**Text shown**
_ _ _ _ _

Thursday, October 16, 2014

refptr

I come across this programming pattern every once in a while:

  1. In an object's constructor, allocate some data
  2. When copying the object, copy the pointer to the allocated data, rather than duplicate all of the data
  3. Delete the data in the object's destructor

Of course, this ends in disaster, because the first of these objects that gets destroyed deletes the data, leaving all of the others holding an invalid pointer.

Some types of smart pointer let you pass "ownership" of the data when copying an object by only letting one object hold the pointer at a time, but this is very limiting.  (auto_ptr)

An alternative is to have a smart pointer that holds the "master" allocation, and all others get a regular copy of the pointer.  This works, but doesn't really fix the above problem where there is no obvious master allocation.

_ _ _ _ _

**Entries supplied**
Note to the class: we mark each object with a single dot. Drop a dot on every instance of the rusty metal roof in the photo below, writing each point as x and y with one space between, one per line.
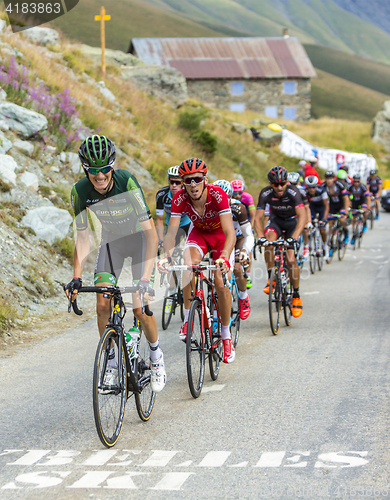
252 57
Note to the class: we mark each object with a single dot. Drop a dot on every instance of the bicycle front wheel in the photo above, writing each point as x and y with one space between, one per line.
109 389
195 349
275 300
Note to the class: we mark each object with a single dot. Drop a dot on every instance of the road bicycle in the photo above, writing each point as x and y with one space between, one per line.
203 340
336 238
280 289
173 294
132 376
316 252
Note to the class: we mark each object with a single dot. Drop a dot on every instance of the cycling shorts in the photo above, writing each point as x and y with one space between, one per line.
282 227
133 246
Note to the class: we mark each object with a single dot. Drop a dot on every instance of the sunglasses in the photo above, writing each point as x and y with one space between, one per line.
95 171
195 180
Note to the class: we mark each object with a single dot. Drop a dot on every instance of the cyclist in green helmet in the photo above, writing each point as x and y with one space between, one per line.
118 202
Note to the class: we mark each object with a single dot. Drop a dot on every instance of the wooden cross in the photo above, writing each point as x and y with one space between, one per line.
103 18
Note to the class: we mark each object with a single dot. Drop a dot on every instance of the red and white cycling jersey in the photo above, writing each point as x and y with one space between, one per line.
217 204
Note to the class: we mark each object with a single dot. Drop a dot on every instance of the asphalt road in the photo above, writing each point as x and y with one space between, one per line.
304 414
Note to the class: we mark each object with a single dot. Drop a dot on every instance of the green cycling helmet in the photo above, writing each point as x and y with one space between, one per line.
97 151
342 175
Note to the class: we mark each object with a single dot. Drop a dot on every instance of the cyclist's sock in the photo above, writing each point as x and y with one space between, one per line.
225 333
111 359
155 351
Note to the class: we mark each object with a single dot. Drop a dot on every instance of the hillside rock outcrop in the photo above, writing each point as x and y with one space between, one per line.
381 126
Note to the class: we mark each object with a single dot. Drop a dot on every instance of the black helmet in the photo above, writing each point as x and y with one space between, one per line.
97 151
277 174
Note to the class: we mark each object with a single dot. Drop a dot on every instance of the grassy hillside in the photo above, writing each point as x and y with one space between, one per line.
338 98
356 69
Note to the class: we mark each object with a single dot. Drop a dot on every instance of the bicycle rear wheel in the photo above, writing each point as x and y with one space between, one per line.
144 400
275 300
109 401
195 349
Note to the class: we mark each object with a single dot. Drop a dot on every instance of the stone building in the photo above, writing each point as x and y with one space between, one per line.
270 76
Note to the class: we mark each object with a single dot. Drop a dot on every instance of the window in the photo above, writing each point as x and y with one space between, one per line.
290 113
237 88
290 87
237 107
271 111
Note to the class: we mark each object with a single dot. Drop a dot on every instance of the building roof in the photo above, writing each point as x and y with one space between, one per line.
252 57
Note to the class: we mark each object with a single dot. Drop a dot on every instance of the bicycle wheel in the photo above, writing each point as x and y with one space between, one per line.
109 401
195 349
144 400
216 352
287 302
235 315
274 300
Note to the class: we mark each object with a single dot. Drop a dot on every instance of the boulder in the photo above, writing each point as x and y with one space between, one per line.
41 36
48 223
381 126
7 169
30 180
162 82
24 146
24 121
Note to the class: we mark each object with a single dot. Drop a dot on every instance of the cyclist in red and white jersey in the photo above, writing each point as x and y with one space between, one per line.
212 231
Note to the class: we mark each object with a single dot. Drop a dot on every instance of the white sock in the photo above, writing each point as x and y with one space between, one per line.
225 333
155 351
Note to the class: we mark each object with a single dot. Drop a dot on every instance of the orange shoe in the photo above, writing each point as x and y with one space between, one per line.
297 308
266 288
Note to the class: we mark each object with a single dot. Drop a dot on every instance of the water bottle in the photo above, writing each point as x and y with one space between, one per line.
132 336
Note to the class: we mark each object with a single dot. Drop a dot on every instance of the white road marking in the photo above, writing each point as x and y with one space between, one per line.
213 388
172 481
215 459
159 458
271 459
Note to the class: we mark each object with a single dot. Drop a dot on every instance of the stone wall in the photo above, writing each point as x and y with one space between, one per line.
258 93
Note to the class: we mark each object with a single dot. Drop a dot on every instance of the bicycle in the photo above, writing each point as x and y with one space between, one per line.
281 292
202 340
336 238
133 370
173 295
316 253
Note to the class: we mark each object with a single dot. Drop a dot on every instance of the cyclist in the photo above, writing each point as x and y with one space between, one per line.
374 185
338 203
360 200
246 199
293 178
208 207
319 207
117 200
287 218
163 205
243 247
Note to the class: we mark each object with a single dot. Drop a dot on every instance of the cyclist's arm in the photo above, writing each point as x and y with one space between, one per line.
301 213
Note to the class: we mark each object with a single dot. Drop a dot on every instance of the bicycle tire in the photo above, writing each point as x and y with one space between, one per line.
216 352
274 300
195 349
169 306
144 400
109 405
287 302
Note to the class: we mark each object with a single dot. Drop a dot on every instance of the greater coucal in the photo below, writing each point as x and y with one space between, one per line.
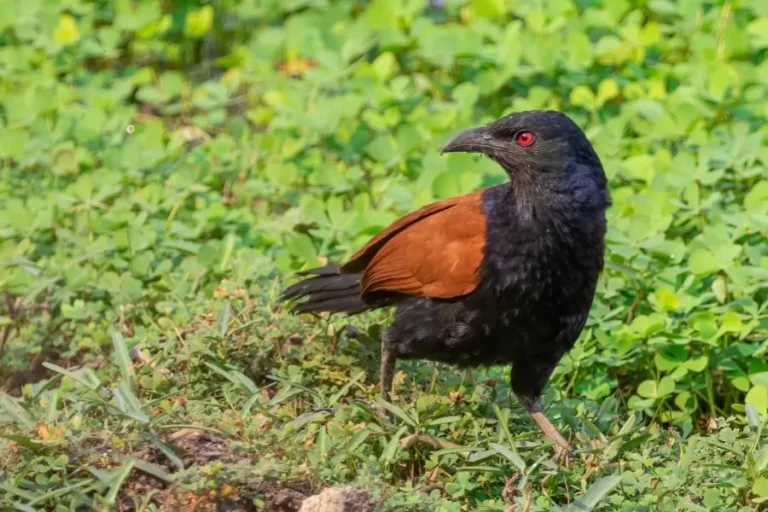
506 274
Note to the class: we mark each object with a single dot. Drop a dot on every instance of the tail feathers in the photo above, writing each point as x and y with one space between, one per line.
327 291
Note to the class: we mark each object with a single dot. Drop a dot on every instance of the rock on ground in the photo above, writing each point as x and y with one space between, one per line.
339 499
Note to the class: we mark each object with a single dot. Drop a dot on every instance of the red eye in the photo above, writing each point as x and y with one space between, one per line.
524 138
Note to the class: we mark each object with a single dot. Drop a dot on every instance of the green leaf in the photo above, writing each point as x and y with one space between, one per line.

_ _ _ _ _

**Set problem 1**
In the post about refptr, which smart pointer is named as an example of passing ownership by letting only one object hold the pointer at a time?
**Set problem 2**
Pick up the post about refptr after its final sentence and continue writing it.

**Final answer 1**
auto_ptr

**Final answer 2**
One of the best generic solutions I have seen is to have an intermediate reference counting class that all of the objects point to, instead of having them point directly at the data.  This causes an extra level of indirection when you want to dereference a pointer, but it solves the above problem without any manager classes, ownership passing, etc.  (shared_ptr)

So, something like this:


template <typename T>
class refptrsentinel
{
 template <typename U> friend class refptr;

 refptrsentinel(T *obj) : ptr(obj), count(1) { }
 ~refptrsentinel() { delete ptr; }

 void acquire() { ++count; }
 void release() { if(--count == 0) delete this; }

 T *ptr;
 int count;
};

template <typename T>
class refptr
{
public:
 refptr() : sentinel(NULL) { }
 refptr(const refptr &rhs) { sentinel = rhs.sentinel; if(sentinel) sentinel->acquire(); }
 refptr(T *obj) { sentinel = obj ? new refptrsentinel<T>(obj) : NULL; }
 ~refptr() { if(sentinel) sentinel->release(); }

 refptr &operator =(const refptr &rhs)
 {
  if(sentinel)
   sentinel->release();
  sentinel = rhs.sentinel;
  if(sentinel)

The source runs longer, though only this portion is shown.